Items from a dataset

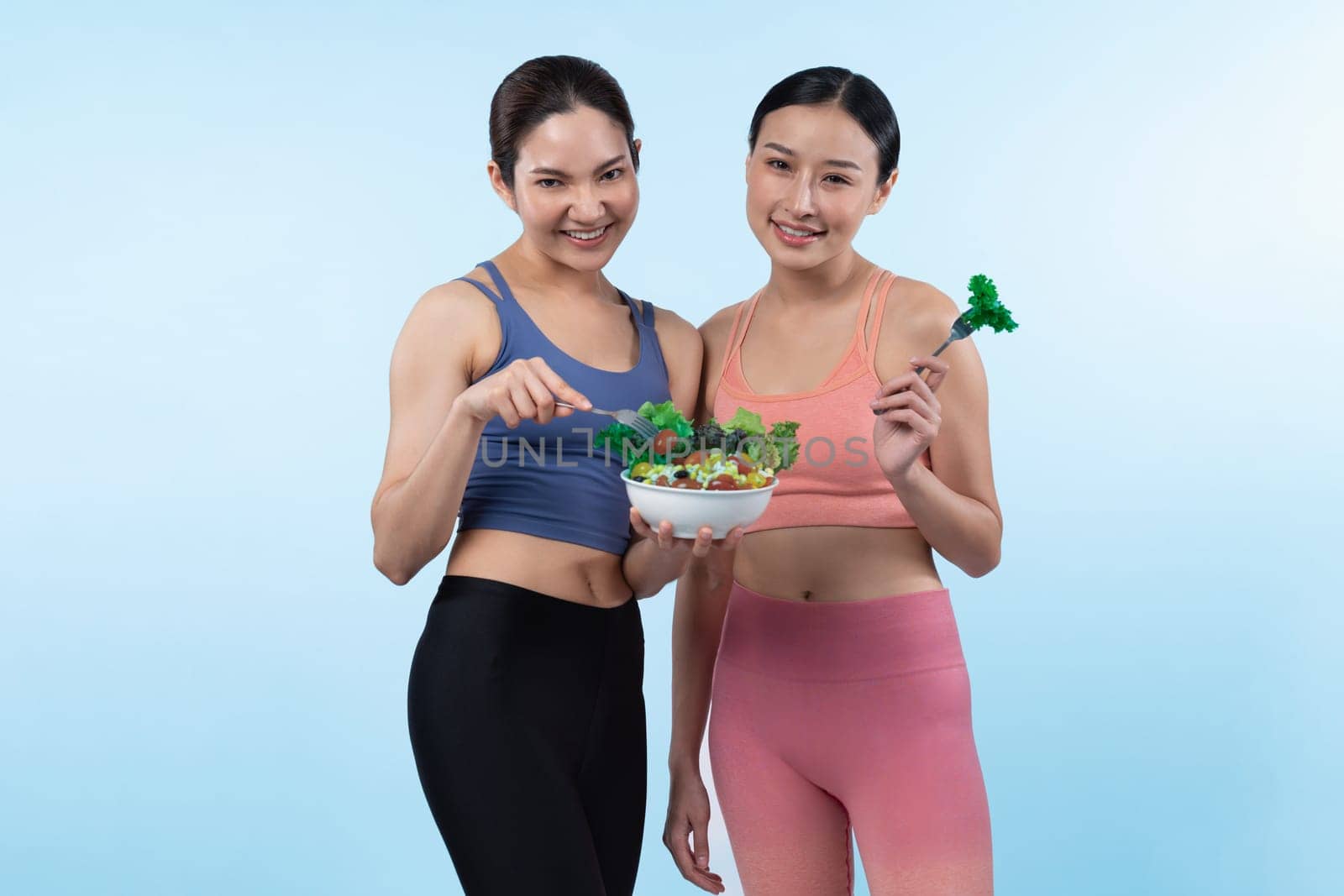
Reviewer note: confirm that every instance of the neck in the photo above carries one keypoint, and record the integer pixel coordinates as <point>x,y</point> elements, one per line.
<point>828,280</point>
<point>538,271</point>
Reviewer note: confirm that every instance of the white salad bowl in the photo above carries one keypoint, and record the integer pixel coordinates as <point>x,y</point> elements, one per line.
<point>689,510</point>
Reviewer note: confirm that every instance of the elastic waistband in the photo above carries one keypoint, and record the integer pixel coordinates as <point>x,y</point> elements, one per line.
<point>465,587</point>
<point>840,641</point>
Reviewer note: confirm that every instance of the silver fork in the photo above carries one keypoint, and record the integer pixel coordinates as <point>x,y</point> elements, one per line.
<point>644,427</point>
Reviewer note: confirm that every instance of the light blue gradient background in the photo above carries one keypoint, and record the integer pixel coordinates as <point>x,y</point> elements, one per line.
<point>214,223</point>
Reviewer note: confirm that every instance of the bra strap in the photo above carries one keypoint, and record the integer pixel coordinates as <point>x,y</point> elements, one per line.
<point>869,338</point>
<point>481,286</point>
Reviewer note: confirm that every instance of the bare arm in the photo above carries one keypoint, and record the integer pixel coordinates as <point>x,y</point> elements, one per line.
<point>437,418</point>
<point>702,598</point>
<point>953,504</point>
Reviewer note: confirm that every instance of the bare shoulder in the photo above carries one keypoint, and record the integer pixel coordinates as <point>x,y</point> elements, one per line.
<point>924,311</point>
<point>714,333</point>
<point>718,329</point>
<point>674,331</point>
<point>452,324</point>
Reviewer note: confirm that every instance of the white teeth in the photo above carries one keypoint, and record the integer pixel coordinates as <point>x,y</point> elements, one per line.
<point>585,234</point>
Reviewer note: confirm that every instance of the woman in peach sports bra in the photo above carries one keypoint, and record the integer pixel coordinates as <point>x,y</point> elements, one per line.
<point>840,699</point>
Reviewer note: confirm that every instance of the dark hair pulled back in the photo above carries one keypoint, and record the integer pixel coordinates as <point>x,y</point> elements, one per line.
<point>548,86</point>
<point>857,94</point>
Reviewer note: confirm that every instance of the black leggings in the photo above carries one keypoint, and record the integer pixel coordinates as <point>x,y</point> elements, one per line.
<point>528,723</point>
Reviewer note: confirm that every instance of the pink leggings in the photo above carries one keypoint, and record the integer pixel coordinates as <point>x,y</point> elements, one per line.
<point>830,715</point>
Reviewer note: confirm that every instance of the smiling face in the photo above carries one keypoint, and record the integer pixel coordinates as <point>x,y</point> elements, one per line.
<point>575,188</point>
<point>811,181</point>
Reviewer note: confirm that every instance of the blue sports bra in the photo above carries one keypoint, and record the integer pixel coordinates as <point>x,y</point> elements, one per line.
<point>551,479</point>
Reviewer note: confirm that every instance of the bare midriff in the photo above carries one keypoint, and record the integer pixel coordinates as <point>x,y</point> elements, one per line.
<point>832,563</point>
<point>558,569</point>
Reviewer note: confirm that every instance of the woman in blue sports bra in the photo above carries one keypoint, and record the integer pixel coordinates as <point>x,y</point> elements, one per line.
<point>524,699</point>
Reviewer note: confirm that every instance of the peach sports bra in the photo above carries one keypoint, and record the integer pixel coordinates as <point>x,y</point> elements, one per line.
<point>837,479</point>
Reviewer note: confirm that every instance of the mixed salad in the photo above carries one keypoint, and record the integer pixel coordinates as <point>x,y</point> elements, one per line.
<point>741,453</point>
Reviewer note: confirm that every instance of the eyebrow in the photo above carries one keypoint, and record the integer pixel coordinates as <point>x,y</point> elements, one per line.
<point>557,172</point>
<point>833,163</point>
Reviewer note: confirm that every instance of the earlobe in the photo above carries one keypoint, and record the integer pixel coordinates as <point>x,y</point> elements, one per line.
<point>884,194</point>
<point>497,184</point>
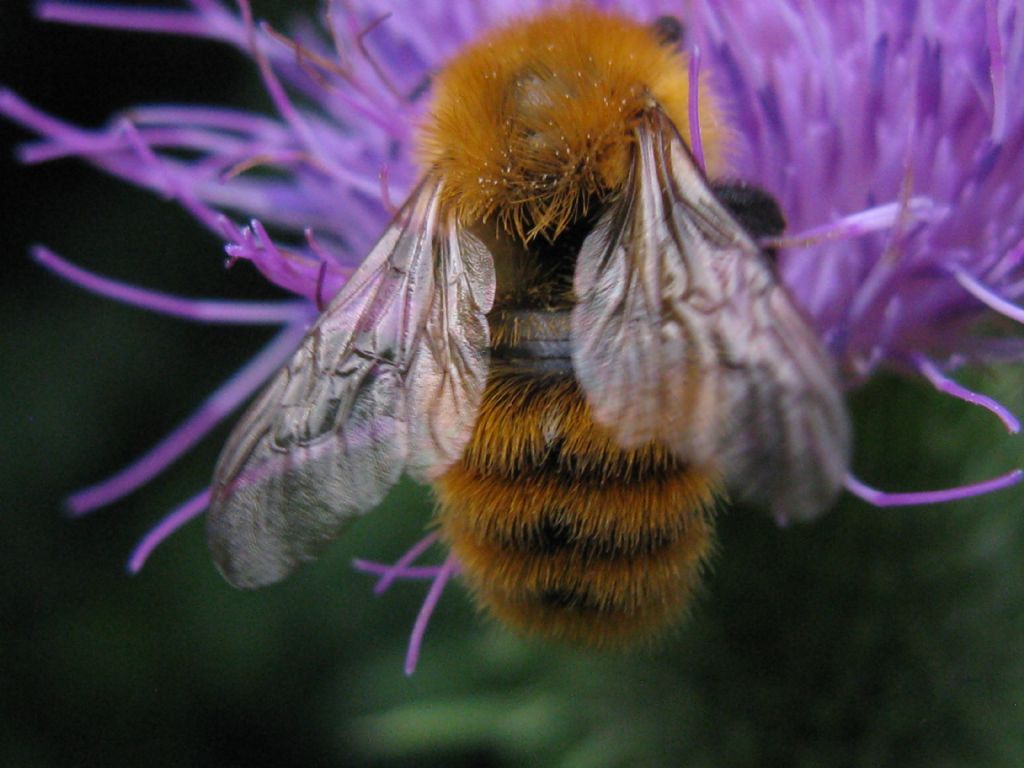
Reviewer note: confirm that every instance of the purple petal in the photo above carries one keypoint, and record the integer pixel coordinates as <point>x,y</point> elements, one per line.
<point>199,310</point>
<point>187,511</point>
<point>931,372</point>
<point>223,401</point>
<point>884,499</point>
<point>426,610</point>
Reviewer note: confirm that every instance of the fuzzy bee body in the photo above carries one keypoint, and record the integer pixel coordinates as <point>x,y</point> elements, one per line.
<point>567,332</point>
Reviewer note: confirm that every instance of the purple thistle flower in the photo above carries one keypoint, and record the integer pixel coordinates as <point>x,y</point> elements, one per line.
<point>885,130</point>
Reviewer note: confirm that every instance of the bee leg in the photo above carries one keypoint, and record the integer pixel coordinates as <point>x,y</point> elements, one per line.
<point>755,209</point>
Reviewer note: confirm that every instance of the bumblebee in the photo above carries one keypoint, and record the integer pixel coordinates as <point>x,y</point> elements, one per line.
<point>568,331</point>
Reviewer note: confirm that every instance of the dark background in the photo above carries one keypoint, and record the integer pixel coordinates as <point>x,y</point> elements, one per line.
<point>869,638</point>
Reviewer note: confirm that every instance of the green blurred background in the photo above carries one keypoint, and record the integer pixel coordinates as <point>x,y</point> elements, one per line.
<point>871,638</point>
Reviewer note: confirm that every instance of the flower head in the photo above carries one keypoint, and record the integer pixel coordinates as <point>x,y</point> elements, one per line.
<point>885,130</point>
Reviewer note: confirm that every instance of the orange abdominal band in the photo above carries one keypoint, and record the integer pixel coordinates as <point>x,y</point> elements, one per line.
<point>562,534</point>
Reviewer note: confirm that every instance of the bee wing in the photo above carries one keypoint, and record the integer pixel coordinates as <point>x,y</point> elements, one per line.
<point>388,379</point>
<point>683,335</point>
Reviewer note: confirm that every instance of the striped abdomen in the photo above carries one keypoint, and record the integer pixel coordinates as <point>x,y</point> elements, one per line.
<point>562,532</point>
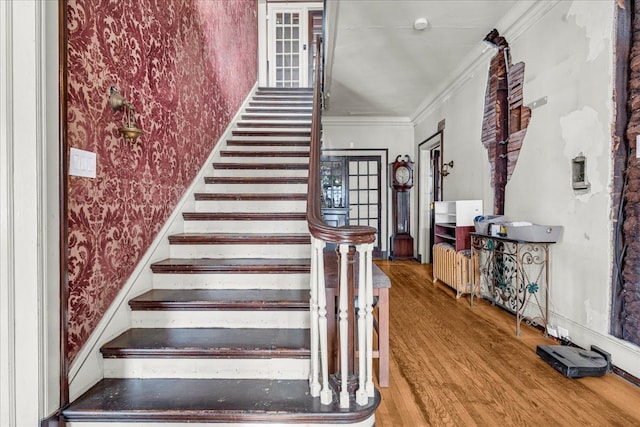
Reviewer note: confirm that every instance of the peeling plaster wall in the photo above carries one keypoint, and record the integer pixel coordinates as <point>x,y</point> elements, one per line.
<point>569,58</point>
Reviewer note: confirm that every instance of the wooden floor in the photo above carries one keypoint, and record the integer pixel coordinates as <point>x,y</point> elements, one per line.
<point>453,365</point>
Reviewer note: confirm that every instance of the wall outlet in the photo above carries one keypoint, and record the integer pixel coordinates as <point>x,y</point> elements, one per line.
<point>562,332</point>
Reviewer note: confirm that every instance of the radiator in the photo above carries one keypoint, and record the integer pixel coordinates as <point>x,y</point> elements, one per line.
<point>452,268</point>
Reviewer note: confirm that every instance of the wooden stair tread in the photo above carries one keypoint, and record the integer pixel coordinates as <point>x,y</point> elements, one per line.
<point>305,110</point>
<point>271,132</point>
<point>250,196</point>
<point>232,265</point>
<point>289,124</point>
<point>209,342</point>
<point>262,143</point>
<point>244,216</point>
<point>239,238</point>
<point>261,166</point>
<point>234,153</point>
<point>213,299</point>
<point>255,180</point>
<point>220,400</point>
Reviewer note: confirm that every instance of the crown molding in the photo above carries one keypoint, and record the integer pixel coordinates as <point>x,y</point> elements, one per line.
<point>518,20</point>
<point>368,121</point>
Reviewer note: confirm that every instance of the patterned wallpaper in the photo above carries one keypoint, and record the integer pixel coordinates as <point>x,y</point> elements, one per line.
<point>186,66</point>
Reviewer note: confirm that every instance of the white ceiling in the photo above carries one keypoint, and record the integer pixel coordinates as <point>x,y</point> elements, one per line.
<point>379,65</point>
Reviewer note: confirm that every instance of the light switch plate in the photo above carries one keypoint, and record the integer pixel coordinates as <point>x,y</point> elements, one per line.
<point>82,163</point>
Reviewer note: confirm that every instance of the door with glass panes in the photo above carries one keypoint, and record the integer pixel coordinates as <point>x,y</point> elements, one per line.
<point>290,44</point>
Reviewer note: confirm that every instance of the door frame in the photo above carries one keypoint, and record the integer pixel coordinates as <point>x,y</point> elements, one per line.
<point>425,170</point>
<point>266,37</point>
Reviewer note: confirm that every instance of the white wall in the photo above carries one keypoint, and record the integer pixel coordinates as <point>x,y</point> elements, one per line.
<point>378,133</point>
<point>29,256</point>
<point>569,59</point>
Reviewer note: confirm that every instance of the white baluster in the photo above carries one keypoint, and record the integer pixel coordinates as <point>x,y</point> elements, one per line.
<point>368,254</point>
<point>326,396</point>
<point>361,395</point>
<point>343,311</point>
<point>314,385</point>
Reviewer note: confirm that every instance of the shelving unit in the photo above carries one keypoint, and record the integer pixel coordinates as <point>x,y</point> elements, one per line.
<point>454,222</point>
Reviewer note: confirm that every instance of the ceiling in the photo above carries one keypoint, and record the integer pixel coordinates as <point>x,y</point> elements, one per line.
<point>378,65</point>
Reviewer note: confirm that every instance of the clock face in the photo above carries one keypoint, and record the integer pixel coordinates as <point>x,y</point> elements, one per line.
<point>402,175</point>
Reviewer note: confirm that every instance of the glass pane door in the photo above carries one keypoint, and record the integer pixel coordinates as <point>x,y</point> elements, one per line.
<point>287,49</point>
<point>364,192</point>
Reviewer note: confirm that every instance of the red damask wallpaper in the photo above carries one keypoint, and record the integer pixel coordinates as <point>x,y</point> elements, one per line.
<point>186,66</point>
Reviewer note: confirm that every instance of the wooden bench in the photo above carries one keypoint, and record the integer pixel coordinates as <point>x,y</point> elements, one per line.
<point>381,286</point>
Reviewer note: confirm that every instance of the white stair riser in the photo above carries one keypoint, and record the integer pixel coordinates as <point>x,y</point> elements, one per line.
<point>259,319</point>
<point>366,423</point>
<point>260,159</point>
<point>256,188</point>
<point>270,138</point>
<point>231,226</point>
<point>261,172</point>
<point>207,368</point>
<point>240,251</point>
<point>262,148</point>
<point>231,281</point>
<point>251,206</point>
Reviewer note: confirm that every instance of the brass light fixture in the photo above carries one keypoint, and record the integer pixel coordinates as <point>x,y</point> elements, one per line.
<point>129,128</point>
<point>445,168</point>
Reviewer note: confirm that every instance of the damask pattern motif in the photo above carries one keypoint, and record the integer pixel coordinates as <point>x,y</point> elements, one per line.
<point>186,66</point>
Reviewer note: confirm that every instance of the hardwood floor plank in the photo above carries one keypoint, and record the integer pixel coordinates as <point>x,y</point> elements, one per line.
<point>458,365</point>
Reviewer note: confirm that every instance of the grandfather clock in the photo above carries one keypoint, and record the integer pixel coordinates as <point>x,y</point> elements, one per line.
<point>401,172</point>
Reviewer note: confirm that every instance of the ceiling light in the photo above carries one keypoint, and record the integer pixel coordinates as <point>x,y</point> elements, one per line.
<point>420,24</point>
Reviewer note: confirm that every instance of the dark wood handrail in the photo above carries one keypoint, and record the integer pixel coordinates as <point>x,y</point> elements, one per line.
<point>348,234</point>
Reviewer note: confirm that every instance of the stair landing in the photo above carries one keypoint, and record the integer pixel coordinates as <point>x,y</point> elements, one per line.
<point>214,401</point>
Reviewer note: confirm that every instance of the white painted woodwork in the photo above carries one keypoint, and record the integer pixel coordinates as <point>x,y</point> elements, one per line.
<point>261,172</point>
<point>232,281</point>
<point>251,205</point>
<point>260,159</point>
<point>265,319</point>
<point>240,251</point>
<point>208,368</point>
<point>254,226</point>
<point>255,188</point>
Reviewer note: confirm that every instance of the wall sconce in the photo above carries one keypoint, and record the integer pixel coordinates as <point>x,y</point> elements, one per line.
<point>129,129</point>
<point>445,168</point>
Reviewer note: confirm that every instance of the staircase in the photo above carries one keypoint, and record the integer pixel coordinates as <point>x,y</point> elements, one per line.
<point>223,336</point>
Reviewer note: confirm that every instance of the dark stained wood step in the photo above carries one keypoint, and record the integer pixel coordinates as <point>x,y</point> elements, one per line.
<point>244,216</point>
<point>240,239</point>
<point>262,143</point>
<point>231,265</point>
<point>265,166</point>
<point>305,110</point>
<point>255,180</point>
<point>221,401</point>
<point>301,103</point>
<point>271,132</point>
<point>276,117</point>
<point>283,97</point>
<point>209,343</point>
<point>222,299</point>
<point>250,196</point>
<point>283,124</point>
<point>231,153</point>
<point>284,89</point>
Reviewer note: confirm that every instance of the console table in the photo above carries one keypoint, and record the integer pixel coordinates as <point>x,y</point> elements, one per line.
<point>513,274</point>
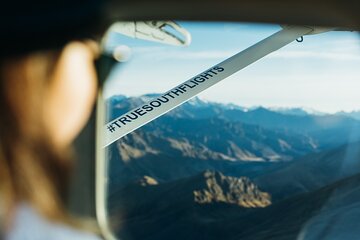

▶ What is being asked
Repeat exactly the lines above, starting at the one that contains "Reviewer note: confirm that every instance of the console" and stopping at the last line of the entries, and leave out the pictures.

▶ Task answer
Reviewer note: confirm that every instance of the console table in the photo above carries one keypoint, and record the integer pixel coordinates as <point>x,y</point> elements, one per line.
<point>513,274</point>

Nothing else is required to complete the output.